Yes and if you actually look up why that is the 'prevailing attitude' you will find that it is at best based on some 3rd century stories that Thomas might have been in Partia. But even those claims are completely baseless of anything before it.
> You'll find references to this in many books and manuscripts.
No you can't. There is one reference in Origen about Thomas maybe having gone to Parthia but that is just as much a story likely based on all the fake gospels people were writting at that time. We know well that by Origen time there were tons and tons of made up stories about all the (supposed) apostles, including about Thomas.
And then Eusebius later claimed he went to India (and India doesn't even mean necessarily mean India as we understand it). And Eusebius is basically the 'myth maker extraordinaire' of the early Christianity, and his claims is basically what almost everything later is based on. Basically anything the Christian believe about their history comes from this 4th century 'source'. So basically anything Eusebius claims is basically accepted by later church tradition as 'the truth'.
Its quite typical of early christian source to grow the story and add increasingly more and more stuff to them. You can see this even in the bible, compare Paul letters to Paul in Acts. Basically just a random wandering preacher, getting transformed into a magical superhero. Pretty typical of all early Christian figures. You start out with few people doing not so amazing things (likely as there is little evidence they existed at all), and 300 years later, every one of those people is basically the hero of their own expanding story. Characters that are not mentioned anywhere, get inserted into a later versions of the text, and then all of a sudden more text show up mentioning them, and couple 100 years later three is a whole textual tradition about all the things that person supposedly did. Basically its the Marval Cinematic Universe. Thomas is basically Hawkeye.

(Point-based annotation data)

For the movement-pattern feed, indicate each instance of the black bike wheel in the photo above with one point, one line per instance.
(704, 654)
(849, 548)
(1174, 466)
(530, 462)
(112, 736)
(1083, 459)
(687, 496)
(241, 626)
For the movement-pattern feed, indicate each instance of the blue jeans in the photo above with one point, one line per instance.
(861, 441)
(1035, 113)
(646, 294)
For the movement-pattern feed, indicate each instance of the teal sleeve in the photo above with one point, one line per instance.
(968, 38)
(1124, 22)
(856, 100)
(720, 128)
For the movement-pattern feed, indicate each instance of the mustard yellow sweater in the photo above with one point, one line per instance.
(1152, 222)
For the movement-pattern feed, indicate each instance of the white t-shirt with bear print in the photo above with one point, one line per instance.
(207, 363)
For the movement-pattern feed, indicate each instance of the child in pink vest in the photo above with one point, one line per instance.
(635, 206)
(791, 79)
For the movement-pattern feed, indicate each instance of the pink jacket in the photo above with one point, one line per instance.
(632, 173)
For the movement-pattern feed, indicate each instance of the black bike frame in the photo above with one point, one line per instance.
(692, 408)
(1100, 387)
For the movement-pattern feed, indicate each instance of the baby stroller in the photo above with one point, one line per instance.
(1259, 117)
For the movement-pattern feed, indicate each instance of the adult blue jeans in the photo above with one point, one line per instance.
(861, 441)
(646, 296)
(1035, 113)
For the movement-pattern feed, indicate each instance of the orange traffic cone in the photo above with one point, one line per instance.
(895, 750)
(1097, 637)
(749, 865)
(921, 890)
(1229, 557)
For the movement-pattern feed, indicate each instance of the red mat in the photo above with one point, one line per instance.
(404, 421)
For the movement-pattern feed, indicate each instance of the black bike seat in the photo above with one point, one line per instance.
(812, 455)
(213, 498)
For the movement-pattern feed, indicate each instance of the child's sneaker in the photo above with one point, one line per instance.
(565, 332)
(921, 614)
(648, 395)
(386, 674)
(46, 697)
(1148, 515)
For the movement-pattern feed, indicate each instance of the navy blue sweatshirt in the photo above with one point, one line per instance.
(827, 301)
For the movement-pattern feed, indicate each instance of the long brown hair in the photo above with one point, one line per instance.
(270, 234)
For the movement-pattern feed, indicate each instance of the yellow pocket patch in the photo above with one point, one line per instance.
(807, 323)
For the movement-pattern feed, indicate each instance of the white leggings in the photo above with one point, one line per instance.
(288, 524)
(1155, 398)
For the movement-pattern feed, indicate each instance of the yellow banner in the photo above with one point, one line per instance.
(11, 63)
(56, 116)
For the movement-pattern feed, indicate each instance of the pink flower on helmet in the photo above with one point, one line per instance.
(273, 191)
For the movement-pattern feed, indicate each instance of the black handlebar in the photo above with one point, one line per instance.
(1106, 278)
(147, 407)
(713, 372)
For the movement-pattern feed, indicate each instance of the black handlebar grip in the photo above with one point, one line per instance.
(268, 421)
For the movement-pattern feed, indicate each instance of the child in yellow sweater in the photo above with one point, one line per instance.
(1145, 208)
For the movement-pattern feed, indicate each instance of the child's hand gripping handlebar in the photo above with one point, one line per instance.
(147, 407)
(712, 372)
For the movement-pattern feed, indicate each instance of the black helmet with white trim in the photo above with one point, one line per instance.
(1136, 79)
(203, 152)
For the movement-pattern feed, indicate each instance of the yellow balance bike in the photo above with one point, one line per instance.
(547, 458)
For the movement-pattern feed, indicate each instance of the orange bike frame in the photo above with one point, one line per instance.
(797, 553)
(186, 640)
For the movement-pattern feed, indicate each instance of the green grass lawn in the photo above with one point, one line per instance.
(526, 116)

§ STATED PROBLEM 1
Repeat the passage of the comment about Thomas's travels starting at "Yes and if you" and ending at "including about Thomas.".
§ STATED PROBLEM 2
Shorten the paragraph of the comment about Thomas's travels that opens with "And then Eusebius later claimed", keeping its main facts.
§ STATED PROBLEM 3
Pick up the comment about Thomas's travels after its final sentence and keep writing.

§ WRITTEN RESPONSE 1
Yes and if you actually look up why that is the 'prevailing attitude' you will find that it is at best based on some 3rd century stories that Thomas might have been in Partia. But even those claims are completely baseless of anything before it.
> You'll find references to this in many books and manuscripts.
No you can't. There is one reference in Origen about Thomas maybe having gone to Parthia but that is just as much a story likely based on all the fake gospels people were writting at that time. We know well that by Origen time there were tons and tons of made up stories about all the (supposed) apostles, including about Thomas.

§ WRITTEN RESPONSE 2
Eusebius later claimed Thomas went to India, a name that need not mean India as understood today. The comment calls Eusebius the chief myth maker of early Christianity. It says nearly everything Christians believe about their history rests on this 4th-century source, and later church tradition accepts his claims as truth.

§ WRITTEN RESPONSE 3
A much more likely story is that Eusebius book (or other gospels about Thomas) arrived in India and then expand on by the locals.
> In fact many European maps contained the belief that there was a Christian kingdom in Kerala.
There are tons of claims about all kinds of Christian kingdoms in the East threw-out the middle ages.
By the time firm knowledge of Kerla existed it was, much much later and is completely irrelevant to the question of Thomas.
I am not denying Christianity came to India pretty early on. That said, I think the claim that it arrived in the first century are not based on much, neither textual nor archeological evidence has ever been found to my knowledge.
> (2) there is more evidence of st Thomas in Kerala than of Parasurama parting the seas to reveal Kerala.
Sure but that's not how history works.
I am not sticking my finger into whatever Indian ideological drama I seem have stepped into.
Clearly I don't agree with whatever nationalist faction you are talking about. I am just point out what we actually know historically.